__Extract__.
..............................
Actually, I take this back: if we add your proposal, we never increment
the ioerr_cnt even for sense returns indicating failure.  That looks to
be even worse than incrementing it too often.

The other problem is that if we do this for you, we should do the same
for SCSI with BUSY and QUEUE_FULL ... they indicate temporary retry
conditions and shouldn't be treated as errors.

I'll stop looking now before I find any more problems with the
statistics code ...  I think it needs a rethink.

James


--
To unsubscribe from this list: send the line "unsubscribe linux-scsi" in
the body of a message to majordomo@vger.kernel.org
More majordomo info at  http://vger.kernel.org/majordomo-info.html
Douglas Gilbert Jan. 15, 2016, 4:50 p.m. UTC | #4
On 16-01-15 04:55 PM, James Bottomley wrote:
> On Fri, 2016-01-15 at 07:46 -0800, James Bottomley wrote:
>> On Thu, 2016-01-14 at 16:46 -0500, Tejun Heo wrote:
>>> SCSI command completion path bumps ioerr_cnt whenever scsi_cmd
>>> ->result isn't zero; unfortunately, this means that non-error sense
>>> reporting bumps the counter too.  This is pronounced with ATA
>>> passthrough commands because most of them explicitly request the
>>> resulting taskfile to be transported via sense data bumping the
>>> count
>>> unconditionally.
>>>
>>> Don't bump the counter if scsi_cmd->result simply indicates that
>>> sense data is available.
>>>
>>> Signed-off-by: Tejun Heo <tj@kernel.org>
>>> Reported-by: Dave Jones <dsj@fb.com>
>>> ---
>>>   drivers/scsi/scsi_lib.c |    3 ++-
>>>   1 file changed, 2 insertions(+), 1 deletion(-)
>>>
>>> diff --git a/drivers/scsi/scsi_lib.c b/drivers/scsi/scsi_lib.c
>>> index fa6b2c4..e90e3f7 100644
>>> --- a/drivers/scsi/scsi_lib.c
>>> +++ b/drivers/scsi/scsi_lib.c
>>> @@ -1622,7 +1622,8 @@ static void scsi_softirq_done(struct request
>>> *rq)
>>>   	INIT_LIST_HEAD(&cmd->eh_entry);
>>>
>>>   	atomic_inc(&cmd->device->iodone_cnt);
>>> -	if (cmd->result)
>>> +	if (cmd->result &&
>>> +	    cmd->result != ((DRIVER_SENSE << 24) |
>>> SAM_STAT_CHECK_CONDITION))
>>>   		atomic_inc(&cmd->device->ioerr_cnt);
>>
>> OK, it makes sense to me that we don't include non-error check
>> conditions.  However, then you shouldn't be checking DRIVER_SENSE.
>>   We still have a few drivers that rely on the error handler to fetch
>> sense explicitly ... they could eventually return non-error
>> conditions as well.
..............................
__Stated task a__. In the entries, rewrite the part that opens with the line containing "Tag the bare" and closes with the line containing "[[738, 404]]", changing "photo" to "image" and leaving everything else the same. Omit the pictures from your answer.
..............................
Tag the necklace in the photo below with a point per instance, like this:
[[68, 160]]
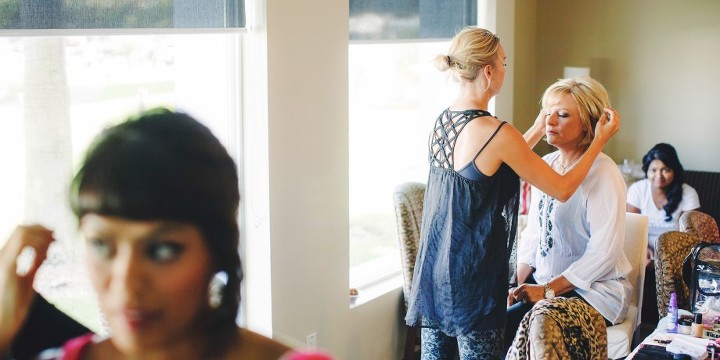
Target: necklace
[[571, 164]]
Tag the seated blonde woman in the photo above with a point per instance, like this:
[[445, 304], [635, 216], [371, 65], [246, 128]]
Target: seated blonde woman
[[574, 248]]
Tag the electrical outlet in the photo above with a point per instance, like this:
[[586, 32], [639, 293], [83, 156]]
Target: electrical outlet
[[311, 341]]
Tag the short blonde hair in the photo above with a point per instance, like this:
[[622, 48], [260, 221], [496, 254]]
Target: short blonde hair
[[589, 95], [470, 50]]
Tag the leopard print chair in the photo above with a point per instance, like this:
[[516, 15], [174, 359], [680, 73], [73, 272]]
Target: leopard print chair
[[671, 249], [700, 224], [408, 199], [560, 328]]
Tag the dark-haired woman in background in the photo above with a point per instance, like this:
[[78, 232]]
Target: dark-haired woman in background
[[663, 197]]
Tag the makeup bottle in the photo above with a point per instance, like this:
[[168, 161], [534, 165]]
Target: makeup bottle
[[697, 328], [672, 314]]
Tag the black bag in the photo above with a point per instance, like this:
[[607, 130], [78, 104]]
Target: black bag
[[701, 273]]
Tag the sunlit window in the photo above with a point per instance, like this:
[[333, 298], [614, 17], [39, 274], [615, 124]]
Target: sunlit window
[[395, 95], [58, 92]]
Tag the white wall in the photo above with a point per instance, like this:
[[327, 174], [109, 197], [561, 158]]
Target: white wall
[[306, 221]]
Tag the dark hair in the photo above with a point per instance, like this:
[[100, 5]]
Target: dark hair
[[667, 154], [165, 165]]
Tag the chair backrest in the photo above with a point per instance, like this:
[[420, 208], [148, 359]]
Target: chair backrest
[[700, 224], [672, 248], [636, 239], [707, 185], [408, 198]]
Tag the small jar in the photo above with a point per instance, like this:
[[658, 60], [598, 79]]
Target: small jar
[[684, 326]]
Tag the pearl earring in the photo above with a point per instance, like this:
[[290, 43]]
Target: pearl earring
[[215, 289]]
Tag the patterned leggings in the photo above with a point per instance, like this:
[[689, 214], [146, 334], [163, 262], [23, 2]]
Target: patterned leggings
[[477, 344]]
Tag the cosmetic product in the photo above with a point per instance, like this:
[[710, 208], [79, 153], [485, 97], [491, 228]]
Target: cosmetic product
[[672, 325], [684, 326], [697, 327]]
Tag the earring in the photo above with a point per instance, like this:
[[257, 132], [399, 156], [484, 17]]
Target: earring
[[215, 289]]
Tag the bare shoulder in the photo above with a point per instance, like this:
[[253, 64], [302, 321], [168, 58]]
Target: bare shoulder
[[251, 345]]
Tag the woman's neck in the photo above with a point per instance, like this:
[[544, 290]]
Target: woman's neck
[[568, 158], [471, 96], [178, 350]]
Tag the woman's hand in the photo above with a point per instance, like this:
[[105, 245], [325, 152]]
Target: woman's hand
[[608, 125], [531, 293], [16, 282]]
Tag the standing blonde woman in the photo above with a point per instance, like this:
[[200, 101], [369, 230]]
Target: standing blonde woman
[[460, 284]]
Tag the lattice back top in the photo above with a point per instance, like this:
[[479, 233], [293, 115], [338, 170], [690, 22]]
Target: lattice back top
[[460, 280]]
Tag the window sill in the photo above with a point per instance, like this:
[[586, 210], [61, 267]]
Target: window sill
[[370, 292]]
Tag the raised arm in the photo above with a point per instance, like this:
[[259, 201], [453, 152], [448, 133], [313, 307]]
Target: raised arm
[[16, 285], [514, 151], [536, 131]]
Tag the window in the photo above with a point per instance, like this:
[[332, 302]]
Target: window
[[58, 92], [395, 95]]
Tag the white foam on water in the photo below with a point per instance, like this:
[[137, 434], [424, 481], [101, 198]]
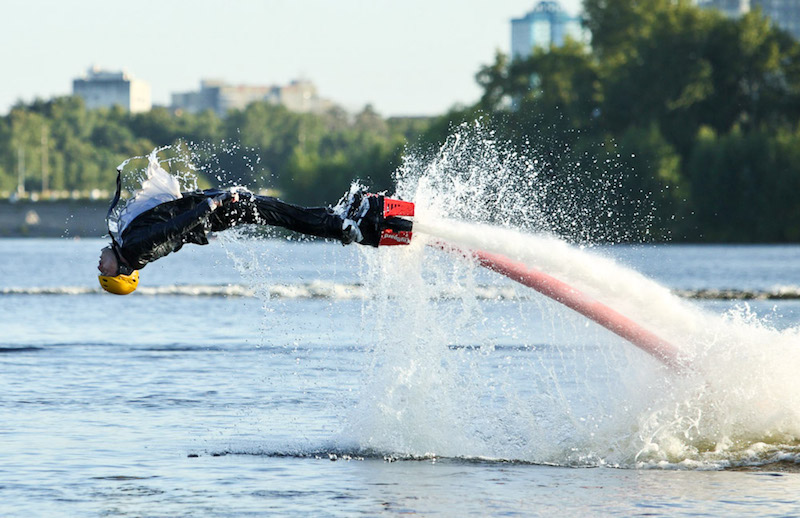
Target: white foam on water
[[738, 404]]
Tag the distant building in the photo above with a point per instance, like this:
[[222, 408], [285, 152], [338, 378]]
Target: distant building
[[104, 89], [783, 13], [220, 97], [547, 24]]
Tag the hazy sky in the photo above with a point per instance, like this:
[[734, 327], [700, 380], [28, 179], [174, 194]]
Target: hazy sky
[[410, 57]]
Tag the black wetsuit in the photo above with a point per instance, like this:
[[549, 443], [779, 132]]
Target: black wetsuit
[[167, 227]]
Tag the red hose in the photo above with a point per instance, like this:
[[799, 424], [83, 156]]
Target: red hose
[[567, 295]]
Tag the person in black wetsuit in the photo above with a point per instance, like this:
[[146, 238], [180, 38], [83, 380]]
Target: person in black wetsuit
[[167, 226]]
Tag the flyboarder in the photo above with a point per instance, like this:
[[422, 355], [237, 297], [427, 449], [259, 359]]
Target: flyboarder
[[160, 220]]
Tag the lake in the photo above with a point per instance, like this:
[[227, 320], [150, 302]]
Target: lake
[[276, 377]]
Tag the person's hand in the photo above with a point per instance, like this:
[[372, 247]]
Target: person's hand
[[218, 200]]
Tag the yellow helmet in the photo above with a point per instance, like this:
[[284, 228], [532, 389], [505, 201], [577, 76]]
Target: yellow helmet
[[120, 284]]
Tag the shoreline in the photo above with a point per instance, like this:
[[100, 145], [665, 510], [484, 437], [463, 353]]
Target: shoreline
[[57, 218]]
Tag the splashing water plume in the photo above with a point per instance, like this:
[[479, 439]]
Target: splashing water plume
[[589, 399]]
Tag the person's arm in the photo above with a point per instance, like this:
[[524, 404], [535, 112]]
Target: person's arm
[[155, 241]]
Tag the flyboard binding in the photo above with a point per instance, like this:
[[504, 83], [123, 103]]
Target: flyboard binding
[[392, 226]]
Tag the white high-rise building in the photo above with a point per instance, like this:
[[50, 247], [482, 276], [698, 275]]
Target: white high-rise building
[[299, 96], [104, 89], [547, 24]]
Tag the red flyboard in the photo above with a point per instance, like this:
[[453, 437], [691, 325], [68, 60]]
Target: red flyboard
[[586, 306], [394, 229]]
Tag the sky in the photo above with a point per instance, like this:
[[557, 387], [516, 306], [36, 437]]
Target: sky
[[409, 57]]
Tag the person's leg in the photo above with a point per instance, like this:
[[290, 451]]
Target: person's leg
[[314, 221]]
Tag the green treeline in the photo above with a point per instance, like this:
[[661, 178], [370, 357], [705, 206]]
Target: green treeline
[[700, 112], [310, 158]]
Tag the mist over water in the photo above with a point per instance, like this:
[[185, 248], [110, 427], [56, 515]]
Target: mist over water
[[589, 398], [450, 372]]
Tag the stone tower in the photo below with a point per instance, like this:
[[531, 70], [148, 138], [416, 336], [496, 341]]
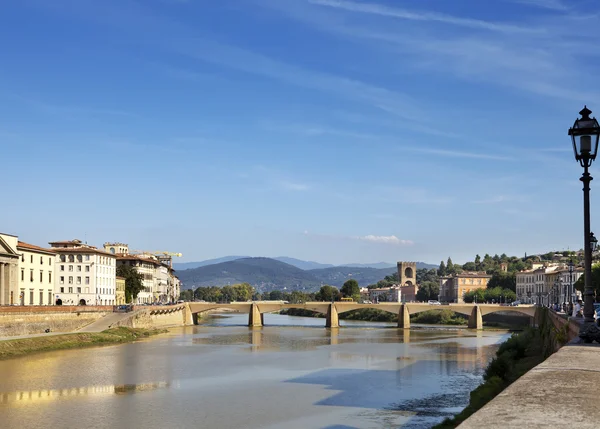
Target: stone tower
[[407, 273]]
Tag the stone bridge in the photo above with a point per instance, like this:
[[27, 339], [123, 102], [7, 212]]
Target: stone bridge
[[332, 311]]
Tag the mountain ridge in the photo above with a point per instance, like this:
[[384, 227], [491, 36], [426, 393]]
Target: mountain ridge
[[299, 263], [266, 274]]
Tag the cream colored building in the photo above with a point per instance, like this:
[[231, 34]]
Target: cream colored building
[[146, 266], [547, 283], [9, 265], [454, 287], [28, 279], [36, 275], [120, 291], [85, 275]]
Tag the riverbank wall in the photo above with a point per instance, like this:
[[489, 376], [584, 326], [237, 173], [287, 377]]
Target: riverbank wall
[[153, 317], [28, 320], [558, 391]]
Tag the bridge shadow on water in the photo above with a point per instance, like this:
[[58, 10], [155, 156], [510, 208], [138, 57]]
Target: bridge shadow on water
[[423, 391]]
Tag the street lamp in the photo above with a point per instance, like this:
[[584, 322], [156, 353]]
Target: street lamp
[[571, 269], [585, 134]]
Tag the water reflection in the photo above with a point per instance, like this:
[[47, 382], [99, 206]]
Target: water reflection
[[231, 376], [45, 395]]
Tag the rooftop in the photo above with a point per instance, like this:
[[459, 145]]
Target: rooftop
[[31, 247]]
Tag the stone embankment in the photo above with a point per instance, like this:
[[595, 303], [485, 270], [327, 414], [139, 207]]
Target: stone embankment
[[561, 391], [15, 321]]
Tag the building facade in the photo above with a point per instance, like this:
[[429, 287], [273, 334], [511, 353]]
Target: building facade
..............................
__Stated task b__. Which file does the patch in the mailing list thread change?

__Correct answer a__.
Tag the bare shoulder in the image above with a point per instance, like this:
[[253, 64], [302, 321], [168, 58]]
Target: bare shoulder
[[251, 345]]
Tag the woman's neck in the image above with a point per instance, like this:
[[544, 290]]
Target: woman's neck
[[568, 158], [471, 96], [178, 350]]
Tag the woman's hand in the image above with a point per instance, like this:
[[105, 245], [325, 152]]
Target: woman's hand
[[608, 125], [531, 293], [16, 282]]
Tag the standing blonde woman in the image above with a point per instance, like this:
[[200, 101], [369, 230]]
Target: standing blonde woman
[[460, 284]]
Tag the lattice back top in the image above with a point per instance, like this:
[[479, 233], [293, 115], [338, 170], [690, 22]]
Target: lattice back top
[[460, 280]]
Tag the window sill in the image above with a point per instance, like this:
[[586, 210], [61, 267]]
Target: window sill
[[370, 292]]
Tag the raised arm in the image above with a point per instance, like this:
[[259, 201], [453, 152], [448, 133], [313, 307]]
Target: raised arm
[[16, 285], [514, 151], [536, 131]]
Tag the window in the image above with a point per instance, like this:
[[332, 302]]
Target: window
[[58, 92], [395, 95]]
Tag the white foam on water in the image below with a point per instance, like this:
[[137, 434], [424, 481], [101, 198]]
Target: white foam on water
[[738, 404]]

__Correct answer b__. drivers/scsi/scsi_lib.c